(Assignment) Reproduce the whole listing, keeping each line as it is.
----------
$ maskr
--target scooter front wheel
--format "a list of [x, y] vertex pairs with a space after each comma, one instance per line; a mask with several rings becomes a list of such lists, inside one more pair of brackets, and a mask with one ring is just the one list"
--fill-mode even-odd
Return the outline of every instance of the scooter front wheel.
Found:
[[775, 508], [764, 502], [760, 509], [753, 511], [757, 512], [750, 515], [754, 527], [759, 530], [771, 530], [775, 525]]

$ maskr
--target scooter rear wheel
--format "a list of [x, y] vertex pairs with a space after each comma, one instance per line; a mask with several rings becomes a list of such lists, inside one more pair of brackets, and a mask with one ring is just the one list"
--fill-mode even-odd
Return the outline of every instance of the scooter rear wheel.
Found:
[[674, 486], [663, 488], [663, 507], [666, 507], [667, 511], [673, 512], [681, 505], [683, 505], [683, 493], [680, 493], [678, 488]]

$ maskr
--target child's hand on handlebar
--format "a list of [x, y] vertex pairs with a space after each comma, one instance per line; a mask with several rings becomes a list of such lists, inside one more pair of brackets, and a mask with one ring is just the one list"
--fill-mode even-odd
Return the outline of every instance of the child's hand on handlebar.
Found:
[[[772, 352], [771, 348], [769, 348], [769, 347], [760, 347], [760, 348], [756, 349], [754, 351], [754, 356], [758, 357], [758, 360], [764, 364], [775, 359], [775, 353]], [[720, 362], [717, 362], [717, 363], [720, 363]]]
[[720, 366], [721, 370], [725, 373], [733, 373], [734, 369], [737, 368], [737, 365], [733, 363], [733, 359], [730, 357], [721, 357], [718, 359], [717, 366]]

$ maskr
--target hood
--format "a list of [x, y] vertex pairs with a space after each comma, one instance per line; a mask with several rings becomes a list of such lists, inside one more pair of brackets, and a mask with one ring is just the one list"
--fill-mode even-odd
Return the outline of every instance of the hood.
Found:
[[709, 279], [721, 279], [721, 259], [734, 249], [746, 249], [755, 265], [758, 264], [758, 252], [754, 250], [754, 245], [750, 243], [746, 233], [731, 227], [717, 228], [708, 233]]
----------
(Result)
$ maskr
--target scooter front wheel
--format "a list of [x, y] vertex pairs with a space after each comma, one instance per line; a mask with several rings becomes a list of such lists, inside one more pair of brackets, and a mask with one ring is just the one list"
--fill-mode even-odd
Return the outline of every instance of the scooter front wheel.
Found:
[[775, 508], [764, 502], [760, 509], [753, 511], [757, 512], [750, 515], [754, 527], [759, 530], [771, 530], [775, 525]]

$ maskr
--target scooter rear wheel
--format "a list of [x, y] vertex pairs with a space after each comma, one instance per line; a mask with several rings becomes a list of such lists, inside one more pair of brackets, and a mask with one ring is just the one list"
--fill-mode even-odd
Return the outline of every instance of the scooter rear wheel.
Found:
[[674, 486], [663, 488], [663, 507], [666, 507], [667, 511], [673, 512], [681, 505], [683, 505], [683, 493], [680, 493], [678, 488]]

$ maskr
--target child's hand on handlebar
--format "a list of [x, y] vertex pairs with a space after each comma, one instance per line; a mask with several rings becomes a list of such lists, inside one more pair of brackets, and a mask with one ring is just the one list"
--fill-mode even-odd
Return the outline of every instance of the child's hand on handlebar.
Found:
[[[772, 352], [771, 348], [769, 348], [769, 347], [760, 347], [760, 348], [756, 349], [754, 351], [754, 356], [758, 357], [758, 360], [764, 364], [775, 359], [775, 353]], [[720, 362], [717, 362], [717, 363], [720, 363]]]
[[720, 366], [721, 370], [725, 373], [733, 373], [734, 369], [737, 368], [737, 365], [733, 363], [733, 359], [730, 357], [721, 357], [718, 359], [717, 366]]

$ maskr
--target hood
--format "a list of [x, y] vertex pairs with a space after each comma, one instance per line; a mask with several rings becomes a list of such lists, inside one more pair of brackets, and a mask with one ring is just the one list"
--fill-mode even-odd
Return the outline of every instance of the hood.
Found:
[[709, 279], [721, 279], [721, 259], [734, 249], [746, 249], [755, 265], [758, 264], [758, 252], [754, 250], [754, 245], [750, 243], [746, 233], [731, 227], [717, 228], [708, 233]]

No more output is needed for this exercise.